(WORK TO BE COMPLETED): Copy every line from the start of the items through the line containing "[[[155,209],[167,210],[175,202],[179,167],[172,154],[155,155]]]", requests included, and scale each coordinate in the answers by 1.25, rounding to whole numbers with halves rounded up. Give only those lines.

(EXERCISE MATERIAL):
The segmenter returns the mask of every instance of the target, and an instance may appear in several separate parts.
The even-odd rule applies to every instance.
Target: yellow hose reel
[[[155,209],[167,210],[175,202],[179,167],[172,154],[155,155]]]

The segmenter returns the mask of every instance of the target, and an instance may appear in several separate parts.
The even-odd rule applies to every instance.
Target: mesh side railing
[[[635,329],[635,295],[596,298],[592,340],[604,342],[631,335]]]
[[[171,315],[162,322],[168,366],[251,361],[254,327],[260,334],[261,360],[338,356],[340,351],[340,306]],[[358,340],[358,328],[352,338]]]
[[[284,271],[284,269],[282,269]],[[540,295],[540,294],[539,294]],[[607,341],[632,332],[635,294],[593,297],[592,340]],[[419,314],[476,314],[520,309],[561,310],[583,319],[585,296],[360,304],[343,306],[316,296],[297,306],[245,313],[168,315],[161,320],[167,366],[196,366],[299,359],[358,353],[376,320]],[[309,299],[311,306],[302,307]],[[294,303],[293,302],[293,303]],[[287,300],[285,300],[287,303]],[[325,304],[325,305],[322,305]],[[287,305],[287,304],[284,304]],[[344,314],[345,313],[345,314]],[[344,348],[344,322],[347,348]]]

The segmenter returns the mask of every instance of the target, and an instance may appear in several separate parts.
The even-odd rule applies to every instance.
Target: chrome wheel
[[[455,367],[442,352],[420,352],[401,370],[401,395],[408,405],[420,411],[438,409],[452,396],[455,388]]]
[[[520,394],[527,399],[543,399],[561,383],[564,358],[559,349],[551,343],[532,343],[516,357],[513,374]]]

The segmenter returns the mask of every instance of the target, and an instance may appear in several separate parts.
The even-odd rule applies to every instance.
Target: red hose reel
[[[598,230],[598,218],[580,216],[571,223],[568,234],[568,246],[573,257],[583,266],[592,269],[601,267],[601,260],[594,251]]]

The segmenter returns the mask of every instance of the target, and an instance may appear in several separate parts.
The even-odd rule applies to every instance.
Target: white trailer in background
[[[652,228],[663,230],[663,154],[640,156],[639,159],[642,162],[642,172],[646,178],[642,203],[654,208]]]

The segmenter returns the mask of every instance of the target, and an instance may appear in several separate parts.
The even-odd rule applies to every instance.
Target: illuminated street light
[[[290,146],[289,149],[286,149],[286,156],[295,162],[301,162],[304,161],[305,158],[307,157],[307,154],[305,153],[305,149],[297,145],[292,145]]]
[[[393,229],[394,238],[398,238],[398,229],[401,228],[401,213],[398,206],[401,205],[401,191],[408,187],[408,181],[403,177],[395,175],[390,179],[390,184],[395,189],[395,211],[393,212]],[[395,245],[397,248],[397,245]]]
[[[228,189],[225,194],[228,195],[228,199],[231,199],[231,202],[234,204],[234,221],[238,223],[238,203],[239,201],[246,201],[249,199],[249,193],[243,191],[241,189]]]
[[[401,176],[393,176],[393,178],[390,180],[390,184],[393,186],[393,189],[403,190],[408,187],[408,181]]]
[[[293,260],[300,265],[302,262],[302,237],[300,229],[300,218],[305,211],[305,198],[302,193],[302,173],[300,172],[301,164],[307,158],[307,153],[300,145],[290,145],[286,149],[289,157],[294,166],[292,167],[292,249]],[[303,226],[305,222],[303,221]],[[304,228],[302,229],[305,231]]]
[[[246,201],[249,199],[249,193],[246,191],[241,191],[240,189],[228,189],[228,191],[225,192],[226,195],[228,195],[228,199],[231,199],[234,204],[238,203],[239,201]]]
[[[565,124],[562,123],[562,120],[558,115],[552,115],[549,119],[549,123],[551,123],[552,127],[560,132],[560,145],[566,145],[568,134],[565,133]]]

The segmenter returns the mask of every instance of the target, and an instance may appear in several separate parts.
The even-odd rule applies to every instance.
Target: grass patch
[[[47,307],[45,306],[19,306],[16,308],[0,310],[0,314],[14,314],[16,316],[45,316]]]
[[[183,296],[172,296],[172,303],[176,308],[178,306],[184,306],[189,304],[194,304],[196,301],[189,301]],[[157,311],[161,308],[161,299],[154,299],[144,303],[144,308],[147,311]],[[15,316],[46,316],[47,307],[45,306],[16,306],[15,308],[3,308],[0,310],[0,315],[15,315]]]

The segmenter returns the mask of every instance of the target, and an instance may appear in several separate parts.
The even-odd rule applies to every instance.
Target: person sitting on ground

(COMPLETED EXERCISE):
The segmenter returns the mask of every instance of the target, and an instance may appear in several separate parts.
The even-odd rule applies to every instance.
Target: yellow hose reel
[[[194,261],[209,263],[219,253],[224,209],[215,193],[194,194]]]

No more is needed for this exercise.